In recent years, humans have faced an explosion of antibiotic-resistant disease and some really excellent investigative journalism exploring the causes, including not just the overuse of antibiotics in medical treatment, but also their applications in farming, where they’re used to treat and prevent infection and as growth promoters. This has created problems ranging from chicken infected with superbacteria that are nearly impossible to kick to outbreaks of severe illness that are effectively untreatable with human antibiotics, because many of them are also available for veterinary use. As the problem grows, it has serious ramifications: Many have forgotten, but the days before penicillin were grim, and it didn’t take much for a single bacterial infection to cause permanent impairment or severe illness. When we talk about romanticising the past, this is one of the things that gets erased, and it shouldn’t be.

Data records>
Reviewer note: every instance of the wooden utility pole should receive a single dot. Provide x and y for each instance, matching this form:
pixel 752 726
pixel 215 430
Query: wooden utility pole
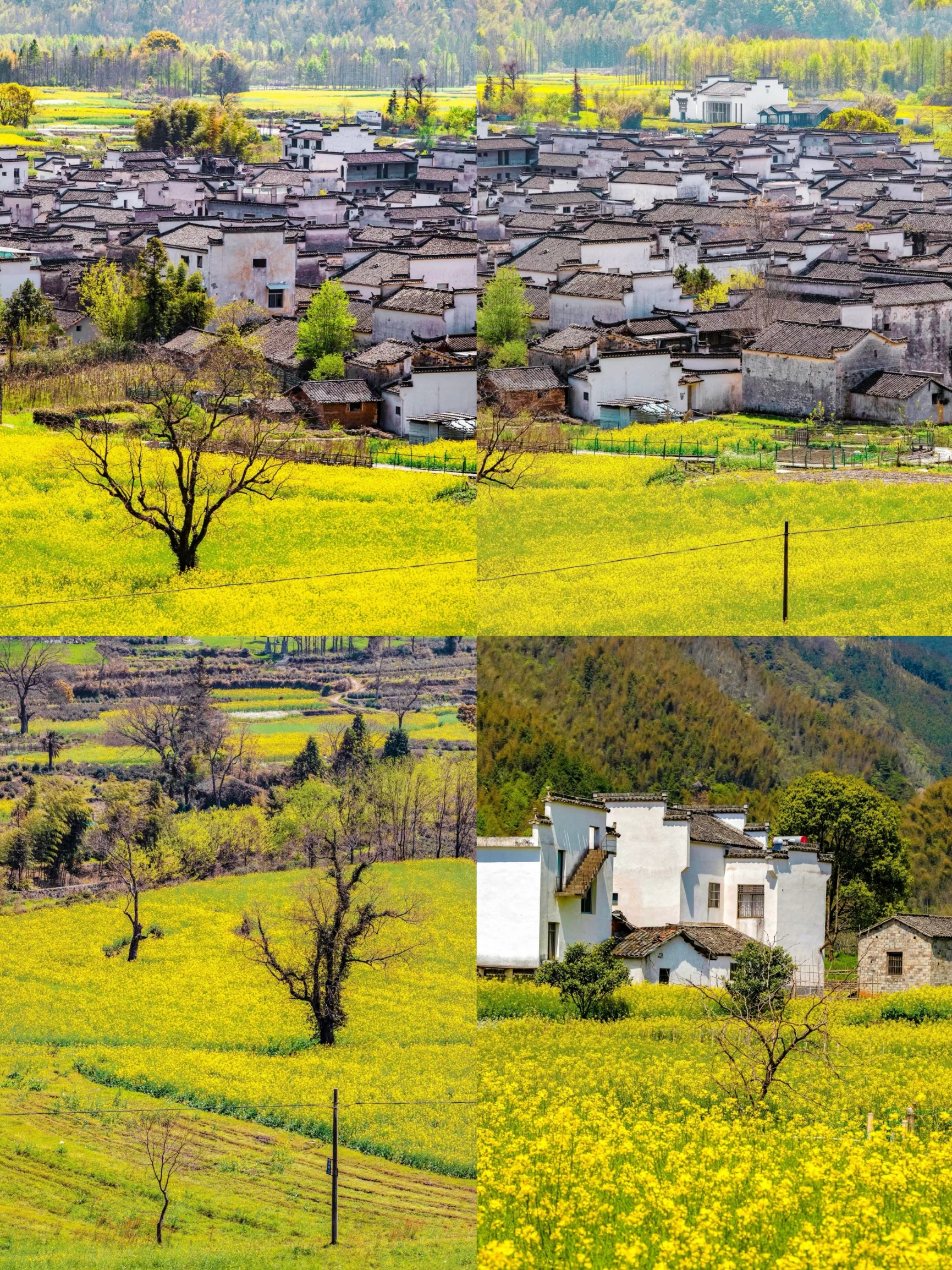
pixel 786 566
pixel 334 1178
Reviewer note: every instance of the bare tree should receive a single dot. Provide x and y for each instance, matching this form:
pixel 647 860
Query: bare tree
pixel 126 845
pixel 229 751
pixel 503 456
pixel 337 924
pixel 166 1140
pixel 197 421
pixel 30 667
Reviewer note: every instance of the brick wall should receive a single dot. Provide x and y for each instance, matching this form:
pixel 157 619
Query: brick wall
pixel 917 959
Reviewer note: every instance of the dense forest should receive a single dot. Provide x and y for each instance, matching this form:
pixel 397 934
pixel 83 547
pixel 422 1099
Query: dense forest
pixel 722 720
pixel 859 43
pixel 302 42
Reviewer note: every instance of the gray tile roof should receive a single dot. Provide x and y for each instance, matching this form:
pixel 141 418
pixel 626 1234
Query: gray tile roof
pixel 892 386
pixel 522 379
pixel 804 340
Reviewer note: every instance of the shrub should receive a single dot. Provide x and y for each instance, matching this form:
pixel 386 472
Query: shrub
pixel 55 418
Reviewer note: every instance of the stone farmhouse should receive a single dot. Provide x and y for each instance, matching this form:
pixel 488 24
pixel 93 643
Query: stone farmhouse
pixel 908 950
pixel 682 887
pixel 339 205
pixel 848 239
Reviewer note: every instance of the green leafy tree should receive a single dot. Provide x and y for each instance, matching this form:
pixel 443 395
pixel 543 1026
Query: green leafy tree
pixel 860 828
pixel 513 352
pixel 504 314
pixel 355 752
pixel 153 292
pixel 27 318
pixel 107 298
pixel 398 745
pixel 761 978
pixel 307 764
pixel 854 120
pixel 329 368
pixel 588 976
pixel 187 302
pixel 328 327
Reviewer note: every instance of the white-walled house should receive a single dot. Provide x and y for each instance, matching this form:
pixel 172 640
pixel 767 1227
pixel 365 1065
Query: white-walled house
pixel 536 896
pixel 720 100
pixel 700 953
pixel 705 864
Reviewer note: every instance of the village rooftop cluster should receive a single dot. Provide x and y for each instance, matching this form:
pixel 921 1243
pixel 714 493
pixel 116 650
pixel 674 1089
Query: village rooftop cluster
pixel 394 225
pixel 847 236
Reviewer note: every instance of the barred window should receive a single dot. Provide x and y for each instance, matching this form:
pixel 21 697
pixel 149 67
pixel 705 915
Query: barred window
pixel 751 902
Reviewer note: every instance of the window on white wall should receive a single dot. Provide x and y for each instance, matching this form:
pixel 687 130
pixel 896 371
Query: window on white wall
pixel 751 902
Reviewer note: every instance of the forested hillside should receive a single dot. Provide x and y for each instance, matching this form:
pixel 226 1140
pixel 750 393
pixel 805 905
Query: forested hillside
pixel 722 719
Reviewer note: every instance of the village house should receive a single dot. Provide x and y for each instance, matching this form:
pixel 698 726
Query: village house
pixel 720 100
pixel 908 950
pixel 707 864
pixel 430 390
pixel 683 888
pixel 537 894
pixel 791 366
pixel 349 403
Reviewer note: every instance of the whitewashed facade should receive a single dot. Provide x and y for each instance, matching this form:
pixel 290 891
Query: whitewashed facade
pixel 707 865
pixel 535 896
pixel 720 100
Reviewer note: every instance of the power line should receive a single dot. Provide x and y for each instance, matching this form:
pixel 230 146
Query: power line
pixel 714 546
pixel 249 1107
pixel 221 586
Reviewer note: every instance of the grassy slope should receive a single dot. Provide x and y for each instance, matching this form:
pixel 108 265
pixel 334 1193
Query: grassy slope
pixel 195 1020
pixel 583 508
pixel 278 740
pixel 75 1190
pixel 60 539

Prompt A>
According to the passage on antibiotic resistance, for what purposes are antibiotics used in farming?
Prompt B>
Write a continuation of the passage on antibiotic resistance, picking up after its final sentence.

Response A>
They are used to treat and prevent infection and as growth promoters.

Response B>
Farmers pay attention to what’s going on and what the public is saying, and a flood of discussion about antibiotic use has predictably created considerable public backlash. As the public grows to understand how antibiotics are used in farming, they’re concerned — not necessarily for cattle, poultry, and pigs or the environment affected by runoff and pollution, but for themselves, and the implications associated with antibiotics overuse in the agricultural community. There’s been a demand from many sectors that farmers stop or radically cut back on use, and many major firms promised to do just that in response. The claims of ‘antibiotic free’ bloom on meat packaging, ads proudly announce the same, and companies stress that they’re doing this whole farming thing right, unlike the competition.
Only…numbers don’t lie, and those numbers say farmers are actually lying. Antibiotic use continues to take an upward trend, and that includes medications used to treat bacterial infections in humans. The FDA, responsible for tracking these kinds of things, distributed pretty damning findings about 2014’s numbers. No matter what meat producers are saying, practices on the ground at their facilities aren’t following suit, and the public isn’t necessarily aware, as many people don’t breathlessly follow every FDA publication, and some may assume that, once warned off, industrial agriculture is scaling back on antibiotic usage. Aside from being an example of how people shouldn’t believe everything they’re told, this situation is also an illustration of the dangers of poor labeling regulations.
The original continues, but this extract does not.